**DOCUMENT SEGMENT**
I think there are lots of ways we could have handled this specific issue better, but I also think it’s important not to get too bogged down in specific failures. We’re all volunteers, we all have varying levels of experience, and to a large extent we’re figuring things out as we go. No single issue should be a deal breaker. So, my philosophy is ‘try again – fail better!’ We can look to this to make better processes and better interaction in the future.

Regarding the final part of the question: voting transparency for the Board. I have to say that in general, I’m not sure exactly how Board discussions work in general, so I don’t know how applicable that would be. I would agree with Naomi (in her recent post) that in general, actual voting should be a last resort, and that discussion and creativity are often more effective ways to respond to a situation. What I can say is that I am definitely in favour of more public information about what the Board is talking about and what decisions they are making. This would also enable individual Board members to talk more honestly and openly about their specific input and views on any given issue. I do think, however, that Board does need a certain amount of space to talk about things privately, so while I’m cautiously in favour of the idea of giving some specifics of Board voting, I wouldn’t want to come down and say ‘we should definitely do that’ before I have been able to talk to Board members past and present about how appropriate that would be.

**STORED ROWS**
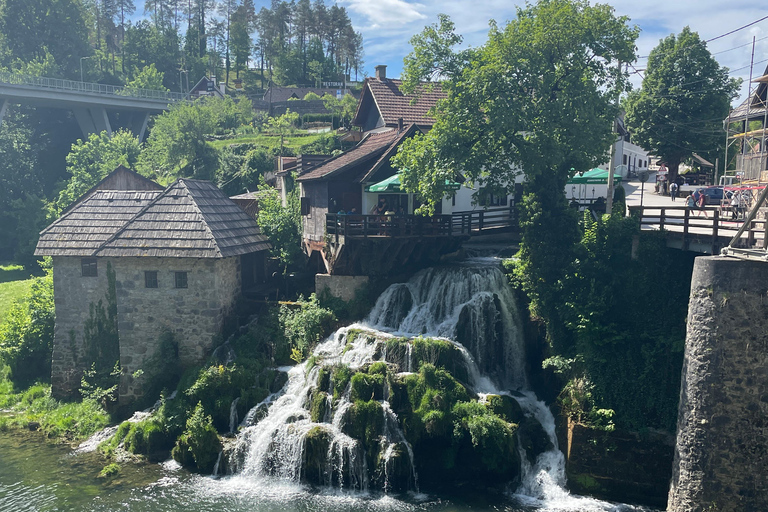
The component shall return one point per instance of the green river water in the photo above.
(40, 477)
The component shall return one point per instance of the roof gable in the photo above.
(89, 223)
(368, 149)
(121, 178)
(386, 96)
(191, 219)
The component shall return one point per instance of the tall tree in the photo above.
(537, 99)
(684, 98)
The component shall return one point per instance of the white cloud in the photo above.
(387, 25)
(382, 14)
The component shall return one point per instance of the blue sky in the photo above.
(387, 25)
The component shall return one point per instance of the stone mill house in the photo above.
(145, 262)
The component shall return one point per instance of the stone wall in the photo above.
(194, 315)
(721, 454)
(620, 466)
(342, 287)
(72, 296)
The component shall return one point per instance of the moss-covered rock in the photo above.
(505, 407)
(316, 444)
(533, 438)
(199, 446)
(319, 406)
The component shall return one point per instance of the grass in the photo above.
(14, 284)
(295, 141)
(65, 421)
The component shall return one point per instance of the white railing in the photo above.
(88, 87)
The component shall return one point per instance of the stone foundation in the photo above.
(721, 455)
(194, 315)
(342, 287)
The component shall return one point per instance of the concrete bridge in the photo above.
(97, 107)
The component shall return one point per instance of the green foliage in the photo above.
(304, 326)
(70, 421)
(177, 144)
(281, 225)
(490, 126)
(146, 437)
(92, 159)
(684, 98)
(343, 108)
(26, 334)
(110, 470)
(148, 78)
(199, 445)
(282, 126)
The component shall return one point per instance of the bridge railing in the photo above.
(715, 230)
(88, 87)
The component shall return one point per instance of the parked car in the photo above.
(713, 194)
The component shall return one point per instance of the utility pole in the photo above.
(612, 162)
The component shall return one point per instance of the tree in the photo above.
(92, 159)
(148, 78)
(684, 98)
(537, 99)
(344, 108)
(283, 125)
(282, 226)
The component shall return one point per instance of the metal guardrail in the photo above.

**CHALLENGES**
a. In the passage, what does the writer agree with Naomi that actual voting should be?
b. Reproduce the passage starting at "I think there" and ending at "in the future.".
The material above comes from a separate source.

**RESULTS FOR THE EXERCISE**
a. A last resort.

b.
I think there are lots of ways we could have handled this specific issue better, but I also think it’s important not to get too bogged down in specific failures. We’re all volunteers, we all have varying levels of experience, and to a large extent we’re figuring things out as we go. No single issue should be a deal breaker. So, my philosophy is ‘try again – fail better!’ We can look to this to make better processes and better interaction in the future.